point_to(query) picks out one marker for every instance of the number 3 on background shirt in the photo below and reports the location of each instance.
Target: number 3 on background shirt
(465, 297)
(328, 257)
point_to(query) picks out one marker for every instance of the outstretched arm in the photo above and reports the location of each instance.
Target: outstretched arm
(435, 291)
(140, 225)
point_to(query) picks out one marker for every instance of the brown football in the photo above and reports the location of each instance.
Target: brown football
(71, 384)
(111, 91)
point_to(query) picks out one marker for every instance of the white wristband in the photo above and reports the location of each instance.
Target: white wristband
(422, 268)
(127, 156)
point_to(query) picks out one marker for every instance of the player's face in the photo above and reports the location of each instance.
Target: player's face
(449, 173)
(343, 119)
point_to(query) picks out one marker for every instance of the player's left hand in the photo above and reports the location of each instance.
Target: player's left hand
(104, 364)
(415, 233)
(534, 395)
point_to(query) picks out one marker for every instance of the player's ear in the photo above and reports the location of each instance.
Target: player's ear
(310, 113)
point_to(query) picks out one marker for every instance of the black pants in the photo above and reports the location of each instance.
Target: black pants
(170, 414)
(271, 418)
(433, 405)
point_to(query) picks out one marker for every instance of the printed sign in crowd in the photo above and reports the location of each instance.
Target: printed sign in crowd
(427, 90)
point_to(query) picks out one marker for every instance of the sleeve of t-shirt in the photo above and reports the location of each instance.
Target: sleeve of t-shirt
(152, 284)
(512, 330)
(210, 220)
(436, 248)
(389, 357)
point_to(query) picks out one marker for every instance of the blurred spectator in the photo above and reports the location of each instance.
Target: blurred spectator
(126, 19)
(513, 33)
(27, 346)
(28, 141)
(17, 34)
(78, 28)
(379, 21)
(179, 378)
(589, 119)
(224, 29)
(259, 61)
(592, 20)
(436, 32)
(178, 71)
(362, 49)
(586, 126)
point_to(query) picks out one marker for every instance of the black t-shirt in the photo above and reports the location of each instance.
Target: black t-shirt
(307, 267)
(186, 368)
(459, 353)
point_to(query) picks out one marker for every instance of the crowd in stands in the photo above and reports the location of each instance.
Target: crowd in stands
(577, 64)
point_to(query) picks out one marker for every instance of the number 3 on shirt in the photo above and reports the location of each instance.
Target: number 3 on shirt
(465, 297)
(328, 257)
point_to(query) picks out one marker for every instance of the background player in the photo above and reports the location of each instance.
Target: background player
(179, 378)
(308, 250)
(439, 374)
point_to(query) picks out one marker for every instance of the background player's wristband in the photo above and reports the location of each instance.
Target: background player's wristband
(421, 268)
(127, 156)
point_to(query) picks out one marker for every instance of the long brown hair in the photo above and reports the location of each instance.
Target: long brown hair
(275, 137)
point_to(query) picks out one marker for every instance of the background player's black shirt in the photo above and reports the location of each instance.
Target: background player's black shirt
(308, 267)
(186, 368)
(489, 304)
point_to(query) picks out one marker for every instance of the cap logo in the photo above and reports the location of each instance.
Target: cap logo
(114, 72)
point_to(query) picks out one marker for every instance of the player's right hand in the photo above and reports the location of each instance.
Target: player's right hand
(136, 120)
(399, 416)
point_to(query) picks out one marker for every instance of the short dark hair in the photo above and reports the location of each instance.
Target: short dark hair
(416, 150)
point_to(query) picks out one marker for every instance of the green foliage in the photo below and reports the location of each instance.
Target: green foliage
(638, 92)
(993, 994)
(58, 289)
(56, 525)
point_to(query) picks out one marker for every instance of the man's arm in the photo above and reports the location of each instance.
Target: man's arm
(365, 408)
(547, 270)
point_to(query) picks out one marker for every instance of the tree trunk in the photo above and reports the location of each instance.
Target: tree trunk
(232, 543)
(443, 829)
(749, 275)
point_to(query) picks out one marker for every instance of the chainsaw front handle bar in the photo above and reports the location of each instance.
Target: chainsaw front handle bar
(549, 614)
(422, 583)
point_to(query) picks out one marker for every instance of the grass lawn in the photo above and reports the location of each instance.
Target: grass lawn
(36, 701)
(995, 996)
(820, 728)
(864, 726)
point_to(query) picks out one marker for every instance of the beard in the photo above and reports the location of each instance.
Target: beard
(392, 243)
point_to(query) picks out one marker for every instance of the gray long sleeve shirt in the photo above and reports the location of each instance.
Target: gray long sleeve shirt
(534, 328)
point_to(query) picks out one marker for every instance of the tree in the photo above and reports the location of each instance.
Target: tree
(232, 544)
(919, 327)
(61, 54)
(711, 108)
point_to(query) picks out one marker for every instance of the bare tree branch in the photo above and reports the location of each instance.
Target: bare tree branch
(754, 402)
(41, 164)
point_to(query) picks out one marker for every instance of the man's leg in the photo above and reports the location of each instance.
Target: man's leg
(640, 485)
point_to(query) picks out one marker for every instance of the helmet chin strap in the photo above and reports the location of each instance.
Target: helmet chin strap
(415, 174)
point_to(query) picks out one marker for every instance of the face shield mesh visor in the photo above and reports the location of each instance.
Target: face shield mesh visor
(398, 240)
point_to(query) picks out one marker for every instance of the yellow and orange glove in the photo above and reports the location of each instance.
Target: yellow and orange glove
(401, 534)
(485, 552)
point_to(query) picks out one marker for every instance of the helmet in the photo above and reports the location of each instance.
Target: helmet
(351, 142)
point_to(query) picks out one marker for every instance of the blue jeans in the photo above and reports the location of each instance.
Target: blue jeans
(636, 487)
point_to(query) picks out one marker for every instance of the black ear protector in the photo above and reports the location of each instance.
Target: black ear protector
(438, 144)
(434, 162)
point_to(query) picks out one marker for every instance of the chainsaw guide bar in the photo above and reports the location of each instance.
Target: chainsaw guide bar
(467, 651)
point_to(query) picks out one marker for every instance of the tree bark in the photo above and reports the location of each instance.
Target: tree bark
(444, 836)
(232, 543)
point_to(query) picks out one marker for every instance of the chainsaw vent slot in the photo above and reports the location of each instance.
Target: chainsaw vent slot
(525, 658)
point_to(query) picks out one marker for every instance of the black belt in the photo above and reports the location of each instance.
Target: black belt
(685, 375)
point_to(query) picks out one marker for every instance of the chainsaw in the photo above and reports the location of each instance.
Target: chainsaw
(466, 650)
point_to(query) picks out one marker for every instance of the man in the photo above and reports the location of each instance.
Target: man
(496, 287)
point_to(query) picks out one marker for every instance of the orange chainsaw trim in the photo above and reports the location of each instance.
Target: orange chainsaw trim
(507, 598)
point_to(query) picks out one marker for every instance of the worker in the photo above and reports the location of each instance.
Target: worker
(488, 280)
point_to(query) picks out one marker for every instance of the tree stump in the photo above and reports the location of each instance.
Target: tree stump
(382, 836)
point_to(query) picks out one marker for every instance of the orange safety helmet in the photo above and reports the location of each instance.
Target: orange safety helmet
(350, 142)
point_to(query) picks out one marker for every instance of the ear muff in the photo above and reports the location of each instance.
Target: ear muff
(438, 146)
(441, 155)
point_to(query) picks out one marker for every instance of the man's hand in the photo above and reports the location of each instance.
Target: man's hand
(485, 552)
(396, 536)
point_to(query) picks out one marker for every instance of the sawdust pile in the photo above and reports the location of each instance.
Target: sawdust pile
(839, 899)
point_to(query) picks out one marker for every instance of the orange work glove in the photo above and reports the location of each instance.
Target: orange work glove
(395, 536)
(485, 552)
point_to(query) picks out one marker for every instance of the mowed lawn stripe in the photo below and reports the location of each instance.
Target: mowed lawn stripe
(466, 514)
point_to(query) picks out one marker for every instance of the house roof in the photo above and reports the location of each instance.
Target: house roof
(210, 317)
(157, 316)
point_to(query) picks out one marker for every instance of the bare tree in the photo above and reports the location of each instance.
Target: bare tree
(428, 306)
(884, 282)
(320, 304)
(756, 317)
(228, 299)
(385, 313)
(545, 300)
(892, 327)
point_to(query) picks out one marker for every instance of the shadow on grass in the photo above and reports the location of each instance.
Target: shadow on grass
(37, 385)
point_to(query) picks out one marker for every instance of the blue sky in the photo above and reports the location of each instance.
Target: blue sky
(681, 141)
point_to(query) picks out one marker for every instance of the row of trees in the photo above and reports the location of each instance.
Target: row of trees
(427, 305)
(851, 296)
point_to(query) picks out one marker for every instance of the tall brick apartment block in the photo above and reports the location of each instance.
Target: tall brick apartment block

- - - - - - -

* [WORK TO COMPLETE] Repeat exactly the lines from the line containing "the orange work" through the end of the listing above; both boundary lines are part of the output.

* [OUTPUT FOR THIS TASK]
point_to(query) picks out one marker for every instance of the orange work glove in the photo above and reports the location of each instance.
Target: orange work glove
(395, 536)
(485, 552)
point_to(query) picks out one marker for every instance of the mowed lawn stripe in the photo below and reports the location of each instance.
Target: mowed lawn stripe
(466, 514)
point_to(query) picks out one marker for every instance of the house roof in the photo above and reports the location of each instance.
Target: house roof
(210, 317)
(157, 316)
point_to(query) picks out one marker for every instance of the bare tree in the photo above and reports the location of each instance.
Target: bare tree
(428, 306)
(884, 282)
(320, 304)
(756, 317)
(228, 299)
(385, 313)
(545, 300)
(892, 327)
point_to(query) picks out one marker for every instance of the shadow on grass in the photo above and reports the location of each instance.
Target: shadow on grass
(37, 385)
point_to(query) picks out one marker for every instance of the blue sky in the photo above and reports the location of each instance.
Target: blue sky
(681, 141)
point_to(query) picks out one marker for every instance of the row of trees in the photo above and reports the location of each instance.
Target: row of trees
(427, 305)
(851, 296)
point_to(query) picks out one marker for every instance of the tall brick apartment block in the photo above and reports the location of each instance.
Target: tall brick apartment block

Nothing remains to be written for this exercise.